## Your tasks
1. According to the passage on the poor Church, in what year was Pope Francis elected?
2. Return the words of the passage on the poor Church starting with "As interpretations of" and going on through "on the idea of a poor Church.".

## Text for analysis
◆ ◆ ◆ ◆
The unresolved tension between “rich Church” and “Church for the poor” is evident in the conciliar constitution Lumen Gentium, paragraph eight:

“Just as Christ carried out the work of redemption in poverty and persecution, so the Church is called to follow the same route that it might communicate the fruits of salvation to men. Christ Jesus, ‘though He was by nature God...emptied Himself, taking the nature of a slave,’ and ‘being rich, became poor’ for our sakes. Thus, the Church, although it needs human resources to carry out its mission, is not set up to seek earthly glory, but to proclaim, even by its own example, humility and self-sacrifice.”

The Church needs to follow Christ in poverty and persecution, but it also needs human resources to carry out its mission. The “both and” that is typical of Catholicism helps in articulating how the idea of “poor Church” can be understood.

As interpretations of Vatican II changed during the pontificates of John Paul II and Benedict XVI, there was less emphasis on the idea of the poor Church, paralleling Vatican disavowals of liberation theology that had begun in the early 1980s. But suddenly, in 2013, the election of Pope Francis helped bring back the idea of a poor Church. The name the new pope took was itself an indication of this. “Oh, how I would like a poor Church, and for the poor,” he said a few days after his election, confirming he would resume the interrupted discourse of Vatican II. Francis’s relationship with liberation theology might be complicated, but he clearly speaks a different language than his predecessors on the idea of a poor Church.
◆ ◆ ◆ ◆
## Data

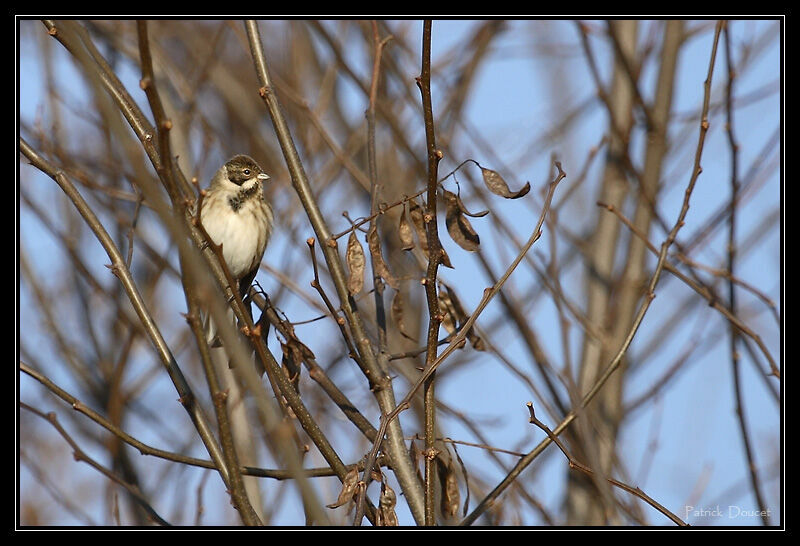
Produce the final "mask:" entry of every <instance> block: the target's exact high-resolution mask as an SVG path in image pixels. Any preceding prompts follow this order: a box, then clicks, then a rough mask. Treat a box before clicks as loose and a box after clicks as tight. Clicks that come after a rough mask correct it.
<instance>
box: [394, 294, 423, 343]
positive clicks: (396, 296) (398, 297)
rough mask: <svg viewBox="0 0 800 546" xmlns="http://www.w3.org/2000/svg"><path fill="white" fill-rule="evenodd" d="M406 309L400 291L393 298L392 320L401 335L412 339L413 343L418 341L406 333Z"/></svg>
mask: <svg viewBox="0 0 800 546" xmlns="http://www.w3.org/2000/svg"><path fill="white" fill-rule="evenodd" d="M404 308H405V305H404V304H403V295H402V293H401V292H400V291H399V290H398V291H397V293H396V294H395V295H394V297H393V298H392V308H391V314H392V320H393V321H394V324H395V326H397V329H398V330H399V331H400V334H401V335H402V336H403V337H405V338H407V339H410V340H411V341H417V339H416V338H415V337H413V336H411V335H409V334H408V333H407V332H406V326H405V322H404V320H403V309H404Z"/></svg>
◆ ◆ ◆ ◆
## Problem solutions
1. 2013

2.
As interpretations of Vatican II changed during the pontificates of John Paul II and Benedict XVI, there was less emphasis on the idea of the poor Church, paralleling Vatican disavowals of liberation theology that had begun in the early 1980s. But suddenly, in 2013, the election of Pope Francis helped bring back the idea of a poor Church. The name the new pope took was itself an indication of this. “Oh, how I would like a poor Church, and for the poor,” he said a few days after his election, confirming he would resume the interrupted discourse of Vatican II. Francis’s relationship with liberation theology might be complicated, but he clearly speaks a different language than his predecessors on the idea of a poor Church.